---------- STORED ROWS

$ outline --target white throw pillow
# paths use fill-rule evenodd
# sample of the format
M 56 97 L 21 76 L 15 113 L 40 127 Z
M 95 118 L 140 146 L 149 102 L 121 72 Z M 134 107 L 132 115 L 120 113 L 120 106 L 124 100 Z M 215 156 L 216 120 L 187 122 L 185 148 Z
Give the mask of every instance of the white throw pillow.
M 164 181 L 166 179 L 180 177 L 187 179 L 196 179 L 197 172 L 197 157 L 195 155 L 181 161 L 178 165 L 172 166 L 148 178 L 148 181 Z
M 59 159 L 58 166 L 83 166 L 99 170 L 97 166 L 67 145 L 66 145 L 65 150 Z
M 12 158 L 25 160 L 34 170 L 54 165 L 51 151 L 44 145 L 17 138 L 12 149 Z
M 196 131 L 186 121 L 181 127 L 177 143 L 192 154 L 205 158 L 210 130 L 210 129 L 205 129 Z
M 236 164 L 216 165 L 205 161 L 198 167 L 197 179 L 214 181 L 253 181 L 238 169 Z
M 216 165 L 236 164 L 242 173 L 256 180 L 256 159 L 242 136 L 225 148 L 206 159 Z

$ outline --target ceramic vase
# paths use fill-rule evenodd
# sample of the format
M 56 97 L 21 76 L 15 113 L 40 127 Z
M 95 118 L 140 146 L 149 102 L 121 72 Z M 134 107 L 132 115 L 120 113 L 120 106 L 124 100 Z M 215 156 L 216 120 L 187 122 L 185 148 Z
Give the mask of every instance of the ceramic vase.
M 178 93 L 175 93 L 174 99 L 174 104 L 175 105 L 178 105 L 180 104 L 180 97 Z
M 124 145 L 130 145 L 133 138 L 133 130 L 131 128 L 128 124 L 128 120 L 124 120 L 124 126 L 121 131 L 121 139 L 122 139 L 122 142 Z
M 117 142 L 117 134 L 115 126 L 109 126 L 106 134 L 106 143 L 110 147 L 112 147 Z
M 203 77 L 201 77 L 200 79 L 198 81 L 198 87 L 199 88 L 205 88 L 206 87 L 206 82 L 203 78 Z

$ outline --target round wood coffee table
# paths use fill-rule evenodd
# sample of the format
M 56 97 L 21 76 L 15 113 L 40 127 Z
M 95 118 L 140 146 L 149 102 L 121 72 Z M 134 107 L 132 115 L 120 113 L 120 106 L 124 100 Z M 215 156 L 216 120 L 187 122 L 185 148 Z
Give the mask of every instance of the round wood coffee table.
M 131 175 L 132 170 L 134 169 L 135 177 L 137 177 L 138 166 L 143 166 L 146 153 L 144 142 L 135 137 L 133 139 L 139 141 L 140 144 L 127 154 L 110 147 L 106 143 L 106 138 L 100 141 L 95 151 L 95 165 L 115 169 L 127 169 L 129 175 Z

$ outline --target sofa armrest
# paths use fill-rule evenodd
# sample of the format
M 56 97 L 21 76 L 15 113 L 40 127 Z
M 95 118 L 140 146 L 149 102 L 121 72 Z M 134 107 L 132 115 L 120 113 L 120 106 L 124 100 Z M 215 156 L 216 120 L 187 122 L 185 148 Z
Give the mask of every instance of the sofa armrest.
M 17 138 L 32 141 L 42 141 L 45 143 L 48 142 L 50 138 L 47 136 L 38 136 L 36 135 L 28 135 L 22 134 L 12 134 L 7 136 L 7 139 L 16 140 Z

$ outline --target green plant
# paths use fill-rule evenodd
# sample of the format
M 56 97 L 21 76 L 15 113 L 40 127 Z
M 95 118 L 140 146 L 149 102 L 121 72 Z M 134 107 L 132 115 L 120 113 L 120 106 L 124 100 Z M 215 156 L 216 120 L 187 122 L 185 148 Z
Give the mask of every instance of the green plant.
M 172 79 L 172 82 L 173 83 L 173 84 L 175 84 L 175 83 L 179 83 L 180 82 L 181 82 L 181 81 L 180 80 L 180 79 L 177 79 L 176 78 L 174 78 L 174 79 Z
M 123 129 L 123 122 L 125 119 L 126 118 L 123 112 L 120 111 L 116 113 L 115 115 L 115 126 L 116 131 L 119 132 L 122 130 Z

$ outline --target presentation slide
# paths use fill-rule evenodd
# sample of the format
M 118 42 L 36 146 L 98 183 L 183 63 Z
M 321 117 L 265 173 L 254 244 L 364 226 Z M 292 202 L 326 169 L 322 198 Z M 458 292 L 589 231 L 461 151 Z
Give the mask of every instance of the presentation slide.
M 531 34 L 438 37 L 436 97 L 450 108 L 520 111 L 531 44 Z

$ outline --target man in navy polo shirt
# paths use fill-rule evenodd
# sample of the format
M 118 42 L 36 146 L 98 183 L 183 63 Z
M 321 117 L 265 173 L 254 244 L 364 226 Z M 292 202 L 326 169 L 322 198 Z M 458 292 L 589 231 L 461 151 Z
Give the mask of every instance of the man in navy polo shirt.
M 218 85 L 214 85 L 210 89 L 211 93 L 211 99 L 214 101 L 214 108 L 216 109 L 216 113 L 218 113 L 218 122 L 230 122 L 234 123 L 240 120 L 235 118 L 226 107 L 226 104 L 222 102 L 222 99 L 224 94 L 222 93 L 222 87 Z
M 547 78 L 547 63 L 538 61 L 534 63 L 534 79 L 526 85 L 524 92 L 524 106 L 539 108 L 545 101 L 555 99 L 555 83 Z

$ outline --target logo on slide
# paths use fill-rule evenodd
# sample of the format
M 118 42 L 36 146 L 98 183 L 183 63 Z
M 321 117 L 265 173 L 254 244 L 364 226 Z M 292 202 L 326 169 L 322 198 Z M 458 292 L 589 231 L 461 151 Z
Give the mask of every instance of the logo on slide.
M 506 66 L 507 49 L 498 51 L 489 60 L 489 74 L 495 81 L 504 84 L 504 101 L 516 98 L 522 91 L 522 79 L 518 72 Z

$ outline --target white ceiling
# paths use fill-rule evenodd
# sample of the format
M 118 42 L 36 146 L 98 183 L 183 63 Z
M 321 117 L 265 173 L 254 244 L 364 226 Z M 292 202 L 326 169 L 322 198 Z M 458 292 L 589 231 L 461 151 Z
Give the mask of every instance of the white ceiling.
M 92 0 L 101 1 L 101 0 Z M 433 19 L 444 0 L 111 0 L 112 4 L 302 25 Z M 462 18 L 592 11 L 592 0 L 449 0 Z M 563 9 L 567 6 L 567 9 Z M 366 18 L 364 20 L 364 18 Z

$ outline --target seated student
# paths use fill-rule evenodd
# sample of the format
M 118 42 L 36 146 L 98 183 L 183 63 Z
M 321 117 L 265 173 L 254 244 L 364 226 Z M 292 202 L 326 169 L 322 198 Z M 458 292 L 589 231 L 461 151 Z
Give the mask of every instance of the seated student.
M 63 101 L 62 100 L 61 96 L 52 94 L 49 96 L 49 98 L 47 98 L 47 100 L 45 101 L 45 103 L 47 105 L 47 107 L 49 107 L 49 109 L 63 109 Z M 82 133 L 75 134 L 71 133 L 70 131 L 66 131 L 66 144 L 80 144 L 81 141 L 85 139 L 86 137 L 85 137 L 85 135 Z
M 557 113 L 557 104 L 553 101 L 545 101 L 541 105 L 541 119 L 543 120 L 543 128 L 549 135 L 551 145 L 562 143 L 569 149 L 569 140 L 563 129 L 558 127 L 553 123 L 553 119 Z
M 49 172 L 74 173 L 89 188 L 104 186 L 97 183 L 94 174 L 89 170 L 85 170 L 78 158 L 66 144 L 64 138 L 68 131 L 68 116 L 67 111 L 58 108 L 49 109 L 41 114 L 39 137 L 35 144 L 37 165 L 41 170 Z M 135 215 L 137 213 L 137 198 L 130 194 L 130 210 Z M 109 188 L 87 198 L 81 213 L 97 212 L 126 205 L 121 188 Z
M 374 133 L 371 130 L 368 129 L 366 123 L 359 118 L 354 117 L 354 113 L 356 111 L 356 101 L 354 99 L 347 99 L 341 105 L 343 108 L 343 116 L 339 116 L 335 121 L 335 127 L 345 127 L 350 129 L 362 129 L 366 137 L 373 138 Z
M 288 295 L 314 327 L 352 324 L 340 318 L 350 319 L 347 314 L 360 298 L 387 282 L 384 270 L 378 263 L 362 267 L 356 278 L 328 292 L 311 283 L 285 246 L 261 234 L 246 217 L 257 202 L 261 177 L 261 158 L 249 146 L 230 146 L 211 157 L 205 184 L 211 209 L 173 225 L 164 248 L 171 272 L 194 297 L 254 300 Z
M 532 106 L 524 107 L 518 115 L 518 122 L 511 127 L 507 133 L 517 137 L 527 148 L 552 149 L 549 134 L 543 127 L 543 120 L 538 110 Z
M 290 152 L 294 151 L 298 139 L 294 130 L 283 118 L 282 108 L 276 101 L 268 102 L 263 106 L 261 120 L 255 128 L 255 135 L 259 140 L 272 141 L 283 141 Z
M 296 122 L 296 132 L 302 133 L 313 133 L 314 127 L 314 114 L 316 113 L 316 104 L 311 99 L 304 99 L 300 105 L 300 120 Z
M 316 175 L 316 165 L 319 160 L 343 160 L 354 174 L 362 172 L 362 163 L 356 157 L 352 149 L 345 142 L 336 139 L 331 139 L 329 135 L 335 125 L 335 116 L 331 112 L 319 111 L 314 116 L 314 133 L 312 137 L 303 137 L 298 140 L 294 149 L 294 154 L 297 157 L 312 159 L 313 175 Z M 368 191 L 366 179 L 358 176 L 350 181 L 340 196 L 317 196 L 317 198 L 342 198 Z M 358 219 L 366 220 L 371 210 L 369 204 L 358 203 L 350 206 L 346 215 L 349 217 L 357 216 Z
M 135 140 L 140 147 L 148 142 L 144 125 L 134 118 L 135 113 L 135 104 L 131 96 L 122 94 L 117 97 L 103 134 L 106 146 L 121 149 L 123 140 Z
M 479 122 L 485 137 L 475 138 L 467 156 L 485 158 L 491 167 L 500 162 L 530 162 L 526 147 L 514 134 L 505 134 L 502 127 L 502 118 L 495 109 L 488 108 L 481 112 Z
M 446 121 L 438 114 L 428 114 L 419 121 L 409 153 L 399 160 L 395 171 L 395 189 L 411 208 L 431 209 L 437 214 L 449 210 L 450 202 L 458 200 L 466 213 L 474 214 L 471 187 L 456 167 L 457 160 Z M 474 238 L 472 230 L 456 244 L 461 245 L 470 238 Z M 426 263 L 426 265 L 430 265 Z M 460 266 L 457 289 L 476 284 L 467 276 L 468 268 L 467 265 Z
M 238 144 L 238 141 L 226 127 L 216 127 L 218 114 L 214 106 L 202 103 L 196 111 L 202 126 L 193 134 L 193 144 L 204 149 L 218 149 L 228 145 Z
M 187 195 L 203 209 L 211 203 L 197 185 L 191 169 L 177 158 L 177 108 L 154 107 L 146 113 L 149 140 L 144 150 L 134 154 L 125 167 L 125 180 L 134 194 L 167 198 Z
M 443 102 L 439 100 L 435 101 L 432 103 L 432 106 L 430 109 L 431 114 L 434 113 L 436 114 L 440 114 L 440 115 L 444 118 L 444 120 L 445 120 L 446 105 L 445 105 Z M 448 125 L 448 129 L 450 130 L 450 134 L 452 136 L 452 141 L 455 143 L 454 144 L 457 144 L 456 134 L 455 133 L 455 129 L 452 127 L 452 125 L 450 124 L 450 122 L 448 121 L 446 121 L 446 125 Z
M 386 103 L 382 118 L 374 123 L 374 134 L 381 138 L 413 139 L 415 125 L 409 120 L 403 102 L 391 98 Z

--------------------

DESCRIPTION OF THE TASK> Reproduce everything from the line containing "--target presentation slide" down to the line containing "M 531 34 L 438", with both of those lines included, and leave them unchanged.

PROBLEM SOLUTION>
$ outline --target presentation slide
# paths use fill-rule evenodd
# sample of the format
M 118 42 L 36 146 L 98 183 L 183 63 Z
M 321 117 L 265 173 L 254 244 L 364 226 Z M 292 202 L 326 169 L 322 198 Z M 458 292 L 589 231 L 461 151 Z
Give the mask of every instance of the presentation slide.
M 531 34 L 438 37 L 436 97 L 450 108 L 520 111 L 531 44 Z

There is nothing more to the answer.